→ **MATERIAL PROVIDED**:
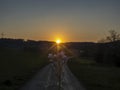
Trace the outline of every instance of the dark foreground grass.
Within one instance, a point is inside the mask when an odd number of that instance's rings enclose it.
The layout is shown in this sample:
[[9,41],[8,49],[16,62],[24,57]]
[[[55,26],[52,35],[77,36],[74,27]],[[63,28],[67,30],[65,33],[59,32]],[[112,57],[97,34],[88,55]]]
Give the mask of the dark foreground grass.
[[98,66],[82,59],[68,65],[87,90],[120,90],[120,68]]
[[0,52],[0,90],[17,90],[47,64],[40,53],[24,51]]

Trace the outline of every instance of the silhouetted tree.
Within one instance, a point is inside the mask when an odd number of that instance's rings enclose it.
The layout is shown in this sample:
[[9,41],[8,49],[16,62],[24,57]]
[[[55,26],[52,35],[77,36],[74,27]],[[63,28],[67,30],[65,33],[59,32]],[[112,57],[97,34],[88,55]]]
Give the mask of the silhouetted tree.
[[120,34],[118,32],[116,32],[115,30],[110,30],[109,35],[106,36],[106,38],[103,38],[98,42],[105,43],[105,42],[115,42],[118,40],[120,40]]

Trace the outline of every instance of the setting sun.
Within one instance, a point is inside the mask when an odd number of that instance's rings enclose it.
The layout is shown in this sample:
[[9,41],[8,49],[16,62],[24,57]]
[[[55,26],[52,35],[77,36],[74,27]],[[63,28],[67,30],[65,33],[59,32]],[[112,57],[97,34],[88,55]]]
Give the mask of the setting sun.
[[57,40],[56,40],[56,43],[57,43],[57,44],[60,44],[60,43],[61,43],[61,40],[60,40],[60,39],[57,39]]

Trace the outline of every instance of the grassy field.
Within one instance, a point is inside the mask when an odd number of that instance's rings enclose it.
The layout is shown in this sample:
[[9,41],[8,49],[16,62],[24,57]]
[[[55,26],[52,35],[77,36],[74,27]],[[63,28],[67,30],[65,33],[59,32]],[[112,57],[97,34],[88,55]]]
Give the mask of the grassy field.
[[[48,64],[47,54],[0,52],[0,90],[16,90]],[[73,59],[68,66],[87,90],[120,90],[120,68],[97,65],[93,60]]]
[[40,53],[0,52],[0,90],[17,90],[46,64]]
[[68,65],[87,90],[120,90],[120,68],[87,59],[72,60]]

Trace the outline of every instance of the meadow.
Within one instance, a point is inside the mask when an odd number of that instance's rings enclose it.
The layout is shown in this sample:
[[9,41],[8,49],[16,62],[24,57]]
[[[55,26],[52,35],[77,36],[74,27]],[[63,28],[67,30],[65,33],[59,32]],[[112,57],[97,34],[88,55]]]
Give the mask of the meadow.
[[[39,52],[0,52],[0,90],[17,90],[48,63],[47,54]],[[87,90],[120,90],[118,67],[87,58],[73,58],[68,66]]]

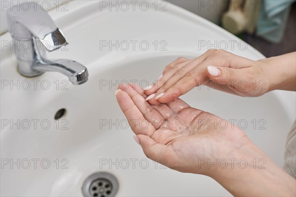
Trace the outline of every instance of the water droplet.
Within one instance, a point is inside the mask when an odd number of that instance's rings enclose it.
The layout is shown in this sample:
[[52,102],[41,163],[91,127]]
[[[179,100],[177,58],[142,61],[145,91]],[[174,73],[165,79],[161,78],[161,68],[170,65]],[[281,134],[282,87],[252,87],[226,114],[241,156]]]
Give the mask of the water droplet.
[[175,114],[173,116],[174,119],[176,119],[176,120],[179,120],[179,116],[178,116],[178,114]]

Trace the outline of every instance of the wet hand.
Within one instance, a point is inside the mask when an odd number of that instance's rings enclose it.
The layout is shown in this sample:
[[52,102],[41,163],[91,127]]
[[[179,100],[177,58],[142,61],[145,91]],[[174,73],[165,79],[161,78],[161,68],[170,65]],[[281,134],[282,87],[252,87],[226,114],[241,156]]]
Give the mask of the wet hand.
[[154,105],[170,102],[203,84],[236,95],[258,97],[269,89],[265,66],[212,49],[192,60],[179,58],[166,67],[155,84],[143,90]]
[[214,170],[198,167],[199,160],[235,158],[252,144],[236,126],[180,99],[154,106],[138,86],[118,88],[117,101],[145,154],[171,168],[209,175]]

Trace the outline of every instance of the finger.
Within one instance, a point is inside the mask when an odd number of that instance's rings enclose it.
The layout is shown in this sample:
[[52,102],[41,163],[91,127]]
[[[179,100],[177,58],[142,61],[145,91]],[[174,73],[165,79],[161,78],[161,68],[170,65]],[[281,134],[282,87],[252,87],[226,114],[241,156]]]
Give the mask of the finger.
[[155,128],[150,123],[148,123],[148,127],[144,128],[141,126],[140,123],[145,121],[146,119],[127,93],[118,89],[115,94],[120,108],[134,132],[136,134],[143,134],[151,136],[155,131]]
[[209,80],[205,71],[207,64],[207,61],[200,64],[165,92],[157,91],[153,99],[162,103],[167,103],[186,94],[194,87],[204,84]]
[[178,113],[185,108],[190,107],[188,104],[180,98],[177,98],[166,104],[175,113]]
[[[238,89],[243,81],[247,83],[246,80],[243,80],[246,78],[246,72],[244,72],[246,69],[247,68],[238,69],[209,66],[207,67],[207,72],[210,79],[215,83],[227,84],[230,87],[232,86]],[[231,89],[235,90],[232,88]]]
[[[133,88],[138,93],[143,97],[144,98],[147,98],[143,90],[136,84],[130,84],[130,86]],[[167,119],[173,115],[173,111],[170,107],[164,103],[160,103],[157,105],[152,106],[162,116],[164,119]]]
[[183,63],[185,62],[188,62],[190,60],[183,57],[180,57],[178,58],[177,60],[172,62],[171,64],[165,66],[163,72],[162,72],[162,75],[164,75],[166,72],[167,72],[169,70],[173,68],[176,65],[178,65],[180,64]]
[[127,86],[126,87],[124,85],[121,85],[118,86],[118,88],[127,93],[145,119],[151,123],[155,129],[158,129],[160,127],[159,123],[161,122],[164,119],[162,116],[132,87]]
[[158,79],[157,81],[153,85],[152,85],[150,88],[147,90],[145,90],[145,94],[147,95],[151,95],[154,93],[158,90],[162,88],[163,86],[166,85],[167,81],[170,78],[171,78],[176,72],[181,67],[185,67],[186,65],[188,63],[190,62],[191,61],[188,61],[183,62],[177,65],[176,65],[170,70],[168,70],[163,75]]
[[169,160],[173,158],[173,153],[170,151],[169,147],[163,144],[157,143],[151,137],[145,135],[137,135],[141,146],[145,155],[161,164],[170,167]]
[[208,86],[209,88],[214,89],[216,90],[219,90],[222,92],[224,92],[229,94],[232,94],[234,95],[239,96],[239,95],[236,93],[233,90],[233,88],[227,84],[219,84],[215,83],[215,82],[209,80],[204,84],[204,85]]

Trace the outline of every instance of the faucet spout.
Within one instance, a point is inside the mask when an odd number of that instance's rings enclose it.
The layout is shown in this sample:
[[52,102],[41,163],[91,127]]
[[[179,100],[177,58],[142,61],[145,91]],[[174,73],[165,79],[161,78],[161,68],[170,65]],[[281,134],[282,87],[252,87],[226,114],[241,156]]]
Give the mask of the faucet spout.
[[[25,3],[30,6],[28,10],[24,10],[20,7]],[[46,71],[57,71],[67,76],[74,85],[85,83],[88,72],[82,65],[70,60],[46,59],[46,51],[56,50],[68,42],[39,4],[34,2],[22,4],[12,6],[7,11],[8,30],[12,37],[19,73],[34,77]],[[23,49],[21,46],[24,42],[29,44],[31,47]]]
[[57,71],[69,79],[73,85],[80,85],[87,81],[88,71],[85,66],[71,60],[43,60],[34,65],[33,69],[40,72]]

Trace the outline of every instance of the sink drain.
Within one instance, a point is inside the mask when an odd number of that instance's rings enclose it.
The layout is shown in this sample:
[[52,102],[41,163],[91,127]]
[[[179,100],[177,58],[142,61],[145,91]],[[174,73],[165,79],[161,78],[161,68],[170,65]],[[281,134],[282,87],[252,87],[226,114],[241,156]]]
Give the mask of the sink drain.
[[118,182],[115,176],[108,172],[97,172],[89,176],[82,186],[85,197],[114,197],[118,189]]

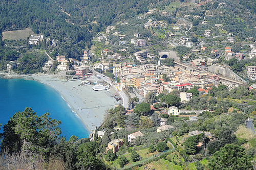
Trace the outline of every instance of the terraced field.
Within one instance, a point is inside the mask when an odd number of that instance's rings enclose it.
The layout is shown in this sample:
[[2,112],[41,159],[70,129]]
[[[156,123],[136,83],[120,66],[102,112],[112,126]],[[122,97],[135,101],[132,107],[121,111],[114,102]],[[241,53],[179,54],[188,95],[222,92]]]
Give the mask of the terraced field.
[[34,34],[31,29],[6,31],[2,32],[3,40],[17,40],[20,39],[24,39]]

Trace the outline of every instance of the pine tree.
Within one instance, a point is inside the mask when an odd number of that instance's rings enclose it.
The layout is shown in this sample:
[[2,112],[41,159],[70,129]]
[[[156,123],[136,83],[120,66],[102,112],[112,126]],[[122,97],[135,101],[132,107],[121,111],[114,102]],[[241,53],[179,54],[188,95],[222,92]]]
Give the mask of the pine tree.
[[98,140],[98,130],[97,129],[97,126],[95,129],[95,132],[94,132],[94,136],[93,138],[93,141],[96,141]]
[[110,135],[110,129],[106,128],[102,137],[102,144],[106,146],[111,141],[111,135]]
[[125,138],[124,139],[124,145],[125,147],[128,147],[128,144],[129,144],[129,143],[128,143],[128,133],[127,131],[125,131]]
[[116,131],[115,130],[114,130],[114,133],[112,135],[112,139],[116,139],[118,138],[117,137],[117,133],[116,133]]
[[158,116],[158,113],[155,112],[154,112],[152,116],[151,116],[151,121],[153,122],[154,126],[158,126],[158,119],[159,119],[159,117]]
[[131,158],[133,162],[137,162],[140,160],[140,156],[137,153],[135,150],[133,150],[131,154]]
[[115,154],[113,153],[112,150],[109,150],[106,152],[106,155],[105,156],[105,160],[108,161],[113,161],[115,160]]

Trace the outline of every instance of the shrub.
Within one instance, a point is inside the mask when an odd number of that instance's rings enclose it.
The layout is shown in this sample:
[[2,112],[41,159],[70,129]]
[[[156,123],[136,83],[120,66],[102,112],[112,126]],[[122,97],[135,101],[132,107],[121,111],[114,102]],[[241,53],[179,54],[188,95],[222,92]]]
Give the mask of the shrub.
[[150,153],[153,153],[156,151],[156,148],[155,148],[155,147],[154,145],[152,144],[150,146],[150,148],[148,148],[148,152]]
[[119,164],[120,167],[123,167],[127,164],[129,162],[129,161],[127,159],[127,158],[123,155],[121,155],[118,158],[118,164]]
[[156,149],[158,152],[162,152],[168,149],[168,147],[167,146],[166,143],[164,141],[161,141],[158,143],[157,145]]

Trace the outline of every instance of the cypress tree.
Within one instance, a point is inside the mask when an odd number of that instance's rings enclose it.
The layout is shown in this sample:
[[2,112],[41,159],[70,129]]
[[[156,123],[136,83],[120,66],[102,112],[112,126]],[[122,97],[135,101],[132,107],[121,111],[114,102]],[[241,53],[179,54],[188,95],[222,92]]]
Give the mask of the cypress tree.
[[102,137],[102,144],[106,146],[108,143],[111,141],[111,136],[110,135],[110,129],[106,128]]
[[117,133],[116,133],[116,131],[115,130],[114,130],[114,133],[112,135],[112,139],[116,139],[118,138],[117,137]]
[[125,147],[127,147],[128,144],[129,143],[128,143],[128,132],[127,131],[125,131],[125,138],[124,139],[124,145]]
[[94,132],[94,136],[93,138],[93,141],[96,141],[98,140],[98,130],[97,129],[97,126],[95,129],[95,132]]

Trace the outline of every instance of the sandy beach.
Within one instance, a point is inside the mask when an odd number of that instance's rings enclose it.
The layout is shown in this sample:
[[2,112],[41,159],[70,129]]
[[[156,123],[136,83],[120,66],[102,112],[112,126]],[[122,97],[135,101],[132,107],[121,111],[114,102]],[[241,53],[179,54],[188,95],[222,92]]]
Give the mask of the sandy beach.
[[[62,81],[54,76],[37,75],[30,77],[57,90],[90,132],[102,123],[106,109],[118,104],[104,91],[93,90],[94,85],[80,85],[81,80]],[[112,94],[115,93],[112,90]]]

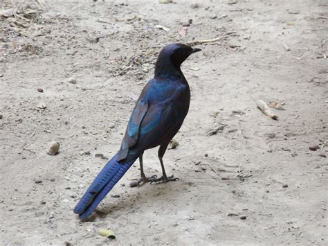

→ **WHAT IS NEEDED**:
Quote the entries exactly, from the line containing "Trace the outline of every instance of the sandy" through the line containing "Give the mask of the sandy beach.", including both.

→ **RESULT OF THIS EXERCISE**:
Trace the outline of every instance of the sandy beach.
Within one instance, a point is inside the mask when an odd number of that instance's rings enclose it.
The layout is shown in this sample:
[[2,112],[41,159],[70,129]]
[[[156,123],[136,83],[120,66],[102,112],[112,126]],[[122,97],[135,101],[132,107],[121,111],[114,102]],[[241,53],[179,54],[188,95],[222,92]]]
Give the mask of the sandy beach.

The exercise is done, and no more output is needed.